> Reading passage:
Clinical practice guidelines aim to promote best medical practices through the reduction of medical errors and practice variation. Guidelines with a national scope concerning important medical issues or disease domains represent the highest form of practice policies. In traditional form, guidelines have been narrative / textual in composition, and have typically been created under the control of medical specialty organizations. Narrative guidelines are time- and resource-intensive in their creation and maintenance, and are limited in value by failing to provide specific recommendations in a given clinical scenario.(1) On the other hand, computer-interpretable guidelines (CIGs) can produce personalized recommendations during patient encounters, which render them more likely to affect provider behavior than standard narrative guidelines.(2)

> Instructions:
1. Repeat the passage on clinical practice guidelines word for word, from "Clinical practice guidelines" to "standard narrative guidelines.(2)".
2. Answer these questions about the passage on clinical practice guidelines:
(a) What do guidelines with a national scope on important medical issues represent?
(b) Under whose control have traditional guidelines typically been created?
(c) What can computer-interpretable guidelines produce during patient encounters?

> Information supplied:
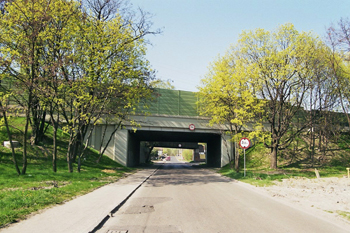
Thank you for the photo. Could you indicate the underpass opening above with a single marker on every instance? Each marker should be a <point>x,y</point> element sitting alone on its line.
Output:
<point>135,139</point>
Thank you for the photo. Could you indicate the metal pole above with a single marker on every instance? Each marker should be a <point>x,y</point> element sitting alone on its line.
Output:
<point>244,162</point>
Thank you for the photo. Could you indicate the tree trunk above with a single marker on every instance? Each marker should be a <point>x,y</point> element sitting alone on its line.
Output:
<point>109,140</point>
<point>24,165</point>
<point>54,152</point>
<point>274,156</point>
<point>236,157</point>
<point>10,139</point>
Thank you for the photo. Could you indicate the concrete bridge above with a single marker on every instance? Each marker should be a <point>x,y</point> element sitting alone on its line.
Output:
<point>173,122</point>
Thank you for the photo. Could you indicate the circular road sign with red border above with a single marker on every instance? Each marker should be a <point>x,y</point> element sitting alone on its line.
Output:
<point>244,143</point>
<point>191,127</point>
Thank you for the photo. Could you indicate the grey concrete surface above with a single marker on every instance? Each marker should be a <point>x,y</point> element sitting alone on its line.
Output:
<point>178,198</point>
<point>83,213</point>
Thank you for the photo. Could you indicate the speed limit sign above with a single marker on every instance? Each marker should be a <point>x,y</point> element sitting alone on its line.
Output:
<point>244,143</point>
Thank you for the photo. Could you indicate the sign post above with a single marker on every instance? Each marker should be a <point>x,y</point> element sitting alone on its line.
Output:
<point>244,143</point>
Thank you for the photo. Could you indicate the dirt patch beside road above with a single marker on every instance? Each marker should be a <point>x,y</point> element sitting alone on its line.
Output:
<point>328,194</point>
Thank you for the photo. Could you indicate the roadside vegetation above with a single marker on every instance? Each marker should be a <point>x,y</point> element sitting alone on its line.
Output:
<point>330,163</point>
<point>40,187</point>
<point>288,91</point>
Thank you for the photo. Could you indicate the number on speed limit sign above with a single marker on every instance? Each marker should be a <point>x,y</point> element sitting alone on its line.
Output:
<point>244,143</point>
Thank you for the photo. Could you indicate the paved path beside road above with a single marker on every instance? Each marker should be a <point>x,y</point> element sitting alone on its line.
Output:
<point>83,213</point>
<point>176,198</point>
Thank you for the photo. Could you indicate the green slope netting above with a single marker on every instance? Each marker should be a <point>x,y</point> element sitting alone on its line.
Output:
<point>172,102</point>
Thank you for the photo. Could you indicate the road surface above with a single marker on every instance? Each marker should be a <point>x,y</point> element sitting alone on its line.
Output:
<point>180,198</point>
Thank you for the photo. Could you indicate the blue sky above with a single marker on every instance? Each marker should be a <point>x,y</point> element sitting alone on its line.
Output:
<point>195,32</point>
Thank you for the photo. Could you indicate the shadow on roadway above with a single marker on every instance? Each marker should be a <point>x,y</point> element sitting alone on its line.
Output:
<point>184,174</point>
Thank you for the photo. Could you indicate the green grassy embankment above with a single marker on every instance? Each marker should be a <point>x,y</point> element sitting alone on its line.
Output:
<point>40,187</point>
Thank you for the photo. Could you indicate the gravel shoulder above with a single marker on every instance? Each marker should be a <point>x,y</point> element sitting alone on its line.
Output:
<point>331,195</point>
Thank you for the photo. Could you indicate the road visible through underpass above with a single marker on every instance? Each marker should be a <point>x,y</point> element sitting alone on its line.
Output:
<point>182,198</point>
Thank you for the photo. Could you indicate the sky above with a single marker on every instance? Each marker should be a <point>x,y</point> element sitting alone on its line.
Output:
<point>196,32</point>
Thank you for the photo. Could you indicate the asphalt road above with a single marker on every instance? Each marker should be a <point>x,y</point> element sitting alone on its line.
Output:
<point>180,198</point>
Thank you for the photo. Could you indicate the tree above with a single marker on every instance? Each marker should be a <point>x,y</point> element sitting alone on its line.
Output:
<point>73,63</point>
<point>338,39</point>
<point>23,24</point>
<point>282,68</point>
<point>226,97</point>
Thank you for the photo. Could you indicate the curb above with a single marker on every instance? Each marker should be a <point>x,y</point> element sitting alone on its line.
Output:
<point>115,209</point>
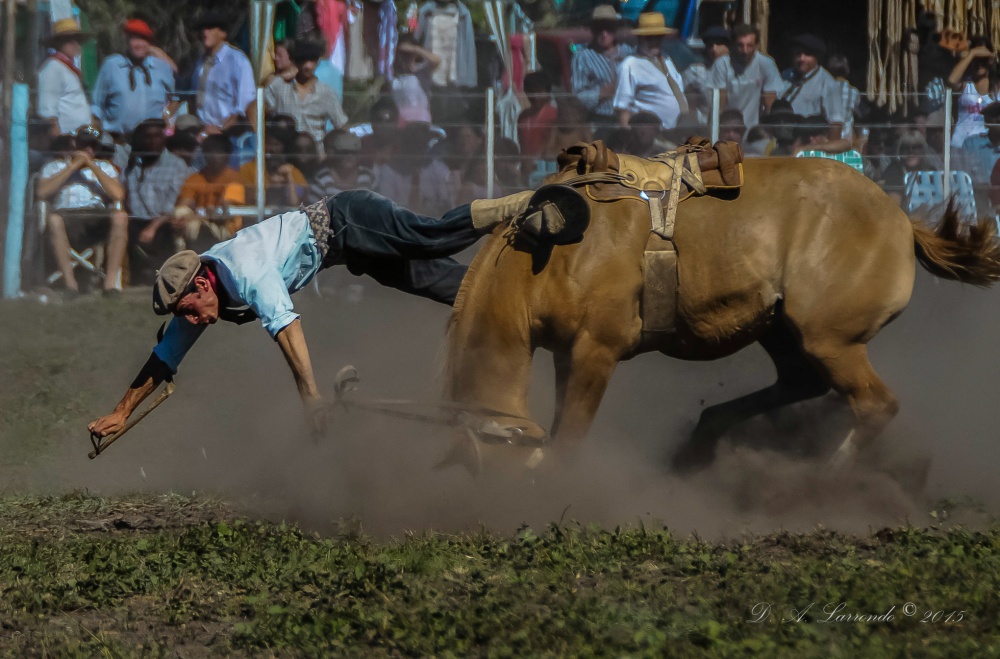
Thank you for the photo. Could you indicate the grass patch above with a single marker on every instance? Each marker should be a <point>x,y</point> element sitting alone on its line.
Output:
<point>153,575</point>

> Answers to the tasks:
1.
Clinical practice guidelines aim to promote best medical practices through the reduction of medical errors and practice variation. Guidelines with a national scope concerning important medical issues or disease domains represent the highest form of practice policies. In traditional form, guidelines have been narrative / textual in composition, and have typically been created under the control of medical specialty organizations. Narrative guidelines are time- and resource-intensive in their creation and maintenance, and are limited in value by failing to provide specific recommendations in a given clinical scenario.(1) On the other hand, computer-interpretable guidelines (CIGs) can produce personalized recommendations during patient encounters, which render them more likely to affect provider behavior than standard narrative guidelines.(2)

2.
(a) The highest form of practice policies.
(b) Medical specialty organizations.
(c) Personalized recommendations.